:: MATERIAL PROVIDED
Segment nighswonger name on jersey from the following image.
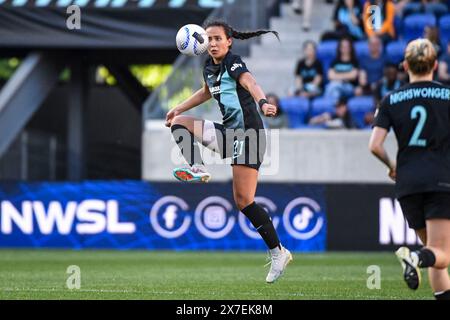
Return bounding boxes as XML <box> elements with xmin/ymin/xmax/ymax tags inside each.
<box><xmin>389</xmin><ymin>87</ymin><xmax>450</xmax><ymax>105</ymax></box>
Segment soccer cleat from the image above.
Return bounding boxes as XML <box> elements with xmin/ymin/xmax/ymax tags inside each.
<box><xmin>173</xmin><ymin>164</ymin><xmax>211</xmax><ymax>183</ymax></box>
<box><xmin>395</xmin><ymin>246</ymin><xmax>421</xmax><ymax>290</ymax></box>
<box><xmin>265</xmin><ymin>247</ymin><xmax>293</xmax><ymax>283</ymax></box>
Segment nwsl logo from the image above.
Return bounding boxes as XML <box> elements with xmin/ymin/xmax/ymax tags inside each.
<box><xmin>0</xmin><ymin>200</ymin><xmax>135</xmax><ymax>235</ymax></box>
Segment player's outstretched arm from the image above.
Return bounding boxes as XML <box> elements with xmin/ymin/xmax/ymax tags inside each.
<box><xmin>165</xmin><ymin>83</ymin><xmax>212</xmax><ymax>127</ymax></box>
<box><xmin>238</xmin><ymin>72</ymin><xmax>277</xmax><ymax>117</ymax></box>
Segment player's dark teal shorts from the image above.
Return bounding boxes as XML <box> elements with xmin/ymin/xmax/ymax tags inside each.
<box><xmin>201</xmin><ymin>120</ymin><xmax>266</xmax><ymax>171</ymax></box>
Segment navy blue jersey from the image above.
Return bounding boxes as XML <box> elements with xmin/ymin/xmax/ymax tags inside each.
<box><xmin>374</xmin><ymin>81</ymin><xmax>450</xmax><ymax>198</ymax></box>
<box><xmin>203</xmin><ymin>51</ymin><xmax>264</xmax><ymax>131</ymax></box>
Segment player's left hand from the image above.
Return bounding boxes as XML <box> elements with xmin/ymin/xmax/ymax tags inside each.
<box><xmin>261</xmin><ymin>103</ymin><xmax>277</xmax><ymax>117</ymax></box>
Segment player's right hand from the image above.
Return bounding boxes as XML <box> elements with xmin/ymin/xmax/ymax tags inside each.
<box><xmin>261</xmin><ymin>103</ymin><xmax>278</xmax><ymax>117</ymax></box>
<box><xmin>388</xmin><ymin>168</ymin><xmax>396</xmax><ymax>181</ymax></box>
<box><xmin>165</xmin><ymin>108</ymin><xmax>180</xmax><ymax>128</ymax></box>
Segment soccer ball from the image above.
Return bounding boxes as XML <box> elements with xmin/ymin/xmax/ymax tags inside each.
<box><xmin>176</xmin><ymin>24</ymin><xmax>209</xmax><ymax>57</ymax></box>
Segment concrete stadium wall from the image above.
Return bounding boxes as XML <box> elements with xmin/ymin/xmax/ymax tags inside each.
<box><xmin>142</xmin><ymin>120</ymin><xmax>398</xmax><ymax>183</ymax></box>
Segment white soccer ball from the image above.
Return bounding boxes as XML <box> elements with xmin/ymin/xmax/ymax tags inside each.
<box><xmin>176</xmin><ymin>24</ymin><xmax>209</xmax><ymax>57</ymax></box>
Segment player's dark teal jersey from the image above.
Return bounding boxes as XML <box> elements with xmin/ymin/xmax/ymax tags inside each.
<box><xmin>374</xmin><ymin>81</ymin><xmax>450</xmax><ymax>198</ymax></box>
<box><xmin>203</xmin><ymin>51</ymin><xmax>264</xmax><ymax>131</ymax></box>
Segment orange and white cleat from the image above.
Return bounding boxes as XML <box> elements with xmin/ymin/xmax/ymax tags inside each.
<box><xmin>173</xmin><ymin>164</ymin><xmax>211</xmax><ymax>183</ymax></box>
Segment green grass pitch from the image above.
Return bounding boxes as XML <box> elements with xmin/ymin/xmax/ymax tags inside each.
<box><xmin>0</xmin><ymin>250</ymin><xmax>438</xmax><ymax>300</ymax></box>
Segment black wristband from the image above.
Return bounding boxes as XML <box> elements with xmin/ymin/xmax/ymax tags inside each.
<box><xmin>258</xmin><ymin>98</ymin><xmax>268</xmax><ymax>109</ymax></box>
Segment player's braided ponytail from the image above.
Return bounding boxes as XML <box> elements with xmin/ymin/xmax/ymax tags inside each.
::::
## ACTION ITEM
If the data includes images, omit them, and set down everything else exactly as above.

## SOLUTION
Segment nighswonger name on jersey from the following image.
Return bounding boxes as XML <box> elements with xmin/ymin/xmax/ymax tags inside each.
<box><xmin>389</xmin><ymin>87</ymin><xmax>450</xmax><ymax>105</ymax></box>
Segment soccer cleat from the image above.
Return bounding boxes as XML <box> elements with xmin/ymin/xmax/ymax tags inside each.
<box><xmin>173</xmin><ymin>164</ymin><xmax>211</xmax><ymax>183</ymax></box>
<box><xmin>395</xmin><ymin>246</ymin><xmax>421</xmax><ymax>290</ymax></box>
<box><xmin>265</xmin><ymin>247</ymin><xmax>293</xmax><ymax>283</ymax></box>
Segment nwsl logo from the image above.
Return bounding boxes as XML <box> elements with xmin/ymin/xmax/ymax tags inside each.
<box><xmin>0</xmin><ymin>200</ymin><xmax>135</xmax><ymax>235</ymax></box>
Segment player's outstretched arm from the image above.
Return bounding boxes as XML <box> elements with xmin/ymin/xmax/ymax tags inside each.
<box><xmin>165</xmin><ymin>83</ymin><xmax>212</xmax><ymax>127</ymax></box>
<box><xmin>238</xmin><ymin>72</ymin><xmax>277</xmax><ymax>117</ymax></box>
Segment player's dark teal shorts from the image above.
Return bounding boxes as XML <box> elements with xmin/ymin/xmax/ymax tags inside each.
<box><xmin>201</xmin><ymin>120</ymin><xmax>266</xmax><ymax>171</ymax></box>
Segment navy blue jersey from the image above.
Return bounding boxes as XML <box> elements with xmin/ymin/xmax/ymax tags inside each.
<box><xmin>374</xmin><ymin>81</ymin><xmax>450</xmax><ymax>198</ymax></box>
<box><xmin>203</xmin><ymin>51</ymin><xmax>264</xmax><ymax>131</ymax></box>
Segment player's left hand from the image above.
Return bounding boxes as XML <box> elements with xmin/ymin/xmax/ymax tags inside each.
<box><xmin>261</xmin><ymin>103</ymin><xmax>277</xmax><ymax>117</ymax></box>
Segment player's right hand from the image above.
Return bounding boxes as XML <box> elements with xmin/ymin/xmax/ymax tags inside each.
<box><xmin>261</xmin><ymin>103</ymin><xmax>278</xmax><ymax>117</ymax></box>
<box><xmin>388</xmin><ymin>168</ymin><xmax>396</xmax><ymax>181</ymax></box>
<box><xmin>165</xmin><ymin>108</ymin><xmax>180</xmax><ymax>128</ymax></box>
Segment soccer ball from the image above.
Return bounding boxes as XML <box> elements with xmin/ymin/xmax/ymax tags inside each.
<box><xmin>176</xmin><ymin>24</ymin><xmax>209</xmax><ymax>57</ymax></box>
Segment concrete stadium wall from the image above.
Return bounding boxes as XML <box> elements with xmin/ymin/xmax/ymax tags inside each.
<box><xmin>142</xmin><ymin>120</ymin><xmax>398</xmax><ymax>183</ymax></box>
Segment white soccer ball from the image above.
Return bounding boxes as XML <box> elements with xmin/ymin/xmax/ymax tags inside each.
<box><xmin>176</xmin><ymin>24</ymin><xmax>209</xmax><ymax>57</ymax></box>
Segment player's dark teal jersey from the image above.
Return bounding boxes as XML <box> elements with xmin/ymin/xmax/ymax tags inside each.
<box><xmin>374</xmin><ymin>81</ymin><xmax>450</xmax><ymax>198</ymax></box>
<box><xmin>203</xmin><ymin>51</ymin><xmax>264</xmax><ymax>131</ymax></box>
Segment orange and white cleat from the image above.
Return bounding boxes as XML <box> elements with xmin/ymin/xmax/ymax tags inside each.
<box><xmin>173</xmin><ymin>164</ymin><xmax>211</xmax><ymax>183</ymax></box>
Segment green grass pitch from the image above.
Return bounding boxes as XML <box> elements with xmin/ymin/xmax/ymax tags inside each.
<box><xmin>0</xmin><ymin>250</ymin><xmax>438</xmax><ymax>300</ymax></box>
Segment black wristband from the image above.
Return bounding boxes as XML <box> elements with xmin/ymin/xmax/ymax tags inside each.
<box><xmin>258</xmin><ymin>98</ymin><xmax>268</xmax><ymax>109</ymax></box>
Segment player's braided ponytail from the image above.
Return bounding boxes as XML <box> elements with xmin/ymin/xmax/ymax tags inside each.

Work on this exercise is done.